- **TO DO**:
Copy out word for word the part of the entries below that opens with the line containing "Please annotate the red kochia" and closes with the line containing "[14,362,81,398]", including both of those lines.

- **RECORDS FOR THE TASK**:
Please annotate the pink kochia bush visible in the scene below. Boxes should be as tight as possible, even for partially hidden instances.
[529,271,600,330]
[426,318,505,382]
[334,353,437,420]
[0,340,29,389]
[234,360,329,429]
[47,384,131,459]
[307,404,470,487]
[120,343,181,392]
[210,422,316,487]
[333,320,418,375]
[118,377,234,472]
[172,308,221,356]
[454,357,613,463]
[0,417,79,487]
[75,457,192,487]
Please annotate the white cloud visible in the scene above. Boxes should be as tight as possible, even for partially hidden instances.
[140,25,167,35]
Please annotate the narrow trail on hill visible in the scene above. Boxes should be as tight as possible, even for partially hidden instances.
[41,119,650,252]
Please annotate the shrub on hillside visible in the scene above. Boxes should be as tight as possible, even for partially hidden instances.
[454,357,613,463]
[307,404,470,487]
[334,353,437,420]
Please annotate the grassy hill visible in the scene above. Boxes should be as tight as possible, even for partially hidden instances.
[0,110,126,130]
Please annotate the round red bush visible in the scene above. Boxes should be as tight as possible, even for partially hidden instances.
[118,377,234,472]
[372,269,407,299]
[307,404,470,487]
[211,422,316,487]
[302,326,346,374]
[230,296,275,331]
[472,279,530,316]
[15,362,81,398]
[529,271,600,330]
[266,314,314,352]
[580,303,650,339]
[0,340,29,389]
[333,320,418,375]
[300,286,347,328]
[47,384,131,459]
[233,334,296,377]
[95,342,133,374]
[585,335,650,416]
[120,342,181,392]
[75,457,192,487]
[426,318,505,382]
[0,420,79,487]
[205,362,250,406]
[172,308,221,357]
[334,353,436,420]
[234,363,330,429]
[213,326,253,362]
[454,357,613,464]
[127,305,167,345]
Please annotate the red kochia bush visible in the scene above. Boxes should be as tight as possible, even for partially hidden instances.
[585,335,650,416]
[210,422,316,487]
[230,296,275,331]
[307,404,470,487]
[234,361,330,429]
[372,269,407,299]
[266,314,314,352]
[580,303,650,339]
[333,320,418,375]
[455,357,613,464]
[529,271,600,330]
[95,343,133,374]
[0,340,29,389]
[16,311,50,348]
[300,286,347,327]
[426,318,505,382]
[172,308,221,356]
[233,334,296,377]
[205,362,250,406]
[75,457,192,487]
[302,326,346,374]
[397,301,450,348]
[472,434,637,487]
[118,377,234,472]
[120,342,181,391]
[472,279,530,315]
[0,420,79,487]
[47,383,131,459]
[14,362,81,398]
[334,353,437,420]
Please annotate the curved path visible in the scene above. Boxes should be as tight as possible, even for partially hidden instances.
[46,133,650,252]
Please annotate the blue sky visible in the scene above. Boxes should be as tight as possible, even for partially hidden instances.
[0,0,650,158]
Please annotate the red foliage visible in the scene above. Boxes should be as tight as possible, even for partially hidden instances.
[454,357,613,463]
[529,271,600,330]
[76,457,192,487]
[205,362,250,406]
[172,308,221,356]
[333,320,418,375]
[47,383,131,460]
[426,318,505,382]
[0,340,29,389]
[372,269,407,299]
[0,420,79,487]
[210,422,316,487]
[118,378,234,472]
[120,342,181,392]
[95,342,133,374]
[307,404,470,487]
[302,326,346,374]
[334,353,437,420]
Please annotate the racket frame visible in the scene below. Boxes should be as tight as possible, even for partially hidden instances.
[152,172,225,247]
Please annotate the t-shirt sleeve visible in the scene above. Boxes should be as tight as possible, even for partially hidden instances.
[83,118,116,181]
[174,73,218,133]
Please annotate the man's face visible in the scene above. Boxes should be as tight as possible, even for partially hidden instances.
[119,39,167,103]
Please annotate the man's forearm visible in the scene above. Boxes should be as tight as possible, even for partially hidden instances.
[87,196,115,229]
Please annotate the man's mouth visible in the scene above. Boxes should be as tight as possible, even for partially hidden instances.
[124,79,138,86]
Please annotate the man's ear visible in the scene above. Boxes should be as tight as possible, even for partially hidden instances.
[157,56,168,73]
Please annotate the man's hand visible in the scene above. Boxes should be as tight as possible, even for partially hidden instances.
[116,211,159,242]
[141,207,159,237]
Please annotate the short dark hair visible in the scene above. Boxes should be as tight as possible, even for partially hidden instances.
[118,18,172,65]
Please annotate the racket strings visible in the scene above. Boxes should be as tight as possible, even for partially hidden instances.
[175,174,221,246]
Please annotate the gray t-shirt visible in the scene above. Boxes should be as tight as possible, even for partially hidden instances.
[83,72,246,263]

* * *

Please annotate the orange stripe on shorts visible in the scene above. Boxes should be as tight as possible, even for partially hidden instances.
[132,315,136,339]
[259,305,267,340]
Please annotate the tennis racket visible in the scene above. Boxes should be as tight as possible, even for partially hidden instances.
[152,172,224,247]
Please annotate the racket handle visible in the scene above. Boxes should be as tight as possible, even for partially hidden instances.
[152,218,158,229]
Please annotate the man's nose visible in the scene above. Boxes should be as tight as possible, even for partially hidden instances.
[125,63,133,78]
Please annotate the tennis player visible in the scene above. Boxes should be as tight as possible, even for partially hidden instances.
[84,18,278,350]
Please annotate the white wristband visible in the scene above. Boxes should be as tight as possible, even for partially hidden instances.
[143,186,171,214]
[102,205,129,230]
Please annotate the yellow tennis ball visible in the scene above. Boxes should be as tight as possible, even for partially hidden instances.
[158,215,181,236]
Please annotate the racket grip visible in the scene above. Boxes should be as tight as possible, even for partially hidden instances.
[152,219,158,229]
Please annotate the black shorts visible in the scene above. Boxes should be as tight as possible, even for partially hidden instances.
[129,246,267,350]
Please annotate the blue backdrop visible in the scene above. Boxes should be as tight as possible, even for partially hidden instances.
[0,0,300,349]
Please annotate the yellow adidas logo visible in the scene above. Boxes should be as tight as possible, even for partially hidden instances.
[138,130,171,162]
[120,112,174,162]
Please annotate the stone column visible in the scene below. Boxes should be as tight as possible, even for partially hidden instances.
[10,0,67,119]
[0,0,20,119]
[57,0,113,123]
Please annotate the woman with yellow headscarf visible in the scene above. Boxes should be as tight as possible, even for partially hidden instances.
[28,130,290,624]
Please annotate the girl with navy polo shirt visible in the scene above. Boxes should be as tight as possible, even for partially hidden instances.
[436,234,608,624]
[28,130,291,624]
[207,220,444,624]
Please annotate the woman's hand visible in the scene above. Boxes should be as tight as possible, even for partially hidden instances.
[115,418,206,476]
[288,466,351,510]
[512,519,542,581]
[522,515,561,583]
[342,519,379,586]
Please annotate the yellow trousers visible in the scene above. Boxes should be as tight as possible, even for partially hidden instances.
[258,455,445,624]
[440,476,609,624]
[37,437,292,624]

- **RESULT**:
Please annotate the red kochia bush visible in the scene above. Boxes should be as tight as possible, even for partially hidden instances.
[585,335,650,416]
[210,422,316,487]
[230,296,275,331]
[307,404,470,487]
[234,361,330,429]
[372,269,407,299]
[266,314,314,352]
[580,303,650,339]
[333,320,418,375]
[455,357,613,464]
[529,271,600,330]
[95,343,133,374]
[0,340,29,389]
[16,311,50,348]
[300,286,347,327]
[426,318,505,382]
[172,308,221,356]
[233,334,296,377]
[205,362,250,406]
[75,457,192,487]
[302,326,346,374]
[397,301,450,348]
[472,434,637,487]
[118,377,234,472]
[120,342,181,391]
[472,279,530,315]
[0,420,79,487]
[47,383,131,459]
[14,362,81,398]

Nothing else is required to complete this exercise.